- **TRECHO DO DOCUMENTO**:
******
Nosso objetivo era oferecer uma ação de baixo impacto, que proporcionasse um quadro seguro de preparação no acampamento por meio de treinamentos para ações não violentas, grupos de afinidade e tomada de decisão por consenso, para garantir que os medos de todos e os recursos fossem levados em consideração.
Para alcançar nossos objetivos, iniciamos uma chamada à ação, com uma autodeclaração como elemento central: “Vou bloquear o próximo transporte de castor com X-tausendmal quer.” Mais de 5.000 pessoas assinaram essa declaração, que também foi um compromisso de agir de forma não violenta contra a polícia e outras pessoas, porque "respeitamos as pessoas, mas criticamos o papel que elas assumem".
As assinaturas na declaração foram publicadas no jornal local. Nas semanas anteriores ao transporte dos barris em 1997, uma página de jornal cheia de assinaturas (pagas com doações) mostrou que a resistência não violenta e poderosa contra o transporte dos barris estava crescendo. Ganhamos influência política, algumas vezes até tivemos a esperança de que o governo da Baixa Saxônia cancelasse o transporte em face de tal resistência cidadã. À medida que mais pessoas da classe média assinaram o compromisso, a campanha ganhou força. As pessoas queriam ver o nome no jornal, para fazer parte da grande família de resistência em Wendland.
A declaração pública não era apenas um instrumento de mobilização interna. Uma vez que mais e mais pessoas assinaram a chamada à ação, a probabilidade de que signatários fossem processados diminuiu. Também esperávamos que isso reduzisse a violência policial contra os manifestantes, já que eles não eram mais uma massa anônima, e sim indivíduos de toda a sociedade. Assim, faríamos com que a possibilidade de ataques violentos se tornasse menos provável.
******
- **INSTRUÇÃO A**:
Reescreva a listagem da linha que contém "We need bounding boxes for silver" até a linha que contém "[548,510,580,532]", incluindo ambas, trocando "reflective stripe" por "reflective tape" e deixando todo o resto igual.

Registros de caixas delimitadoras
******
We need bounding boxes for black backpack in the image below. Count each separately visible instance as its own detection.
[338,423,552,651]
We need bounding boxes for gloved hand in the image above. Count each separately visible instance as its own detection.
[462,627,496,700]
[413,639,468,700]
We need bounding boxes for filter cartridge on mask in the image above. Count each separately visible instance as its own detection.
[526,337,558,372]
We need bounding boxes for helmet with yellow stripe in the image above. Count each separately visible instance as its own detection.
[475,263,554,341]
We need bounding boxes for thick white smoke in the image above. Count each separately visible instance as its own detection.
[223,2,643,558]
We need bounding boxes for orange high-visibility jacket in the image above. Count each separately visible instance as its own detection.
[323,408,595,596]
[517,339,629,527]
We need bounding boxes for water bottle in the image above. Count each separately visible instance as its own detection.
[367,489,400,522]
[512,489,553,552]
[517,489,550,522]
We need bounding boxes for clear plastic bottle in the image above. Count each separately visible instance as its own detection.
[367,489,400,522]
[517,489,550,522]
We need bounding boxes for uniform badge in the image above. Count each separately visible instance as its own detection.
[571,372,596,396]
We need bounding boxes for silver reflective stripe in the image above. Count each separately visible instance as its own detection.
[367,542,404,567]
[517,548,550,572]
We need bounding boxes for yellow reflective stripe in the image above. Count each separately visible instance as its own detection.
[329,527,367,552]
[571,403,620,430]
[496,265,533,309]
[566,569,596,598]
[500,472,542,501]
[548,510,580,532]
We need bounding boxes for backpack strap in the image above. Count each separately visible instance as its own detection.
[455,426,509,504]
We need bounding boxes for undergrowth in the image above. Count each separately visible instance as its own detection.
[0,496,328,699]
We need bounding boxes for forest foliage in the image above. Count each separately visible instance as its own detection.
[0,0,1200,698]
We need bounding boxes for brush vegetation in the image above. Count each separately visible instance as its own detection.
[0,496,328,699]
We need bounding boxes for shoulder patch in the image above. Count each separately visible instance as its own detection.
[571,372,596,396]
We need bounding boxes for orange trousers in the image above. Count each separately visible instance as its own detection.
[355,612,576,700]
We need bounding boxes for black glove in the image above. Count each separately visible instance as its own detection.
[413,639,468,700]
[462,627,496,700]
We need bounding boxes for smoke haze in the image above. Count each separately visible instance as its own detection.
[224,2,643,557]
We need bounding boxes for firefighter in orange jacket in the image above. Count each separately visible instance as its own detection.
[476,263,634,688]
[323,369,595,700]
******
- **INSTRUÇÃO B**:
Responda com base no trecho sobre a resistência em Wendland:
(i) Quantas pessoas assinaram a autodeclaração?
(ii) Onde as assinaturas na declaração foram publicadas?
(iii) Como foi paga a página de jornal cheia de assinaturas?

- **SAÍDA CORRETA A**:
We need bounding boxes for silver reflective tape in the image above. Count each separately visible instance as its own detection.
[367,542,404,567]
[517,548,550,572]
We need bounding boxes for yellow reflective tape in the image above. Count each separately visible instance as its own detection.
[329,527,367,552]
[571,403,620,430]
[496,265,533,309]
[566,569,596,598]
[500,472,542,501]
[548,510,580,532]

- **SAÍDA CORRETA B**:
(i) Mais de 5.000 pessoas.
(ii) No jornal local.
(iii) Com doações.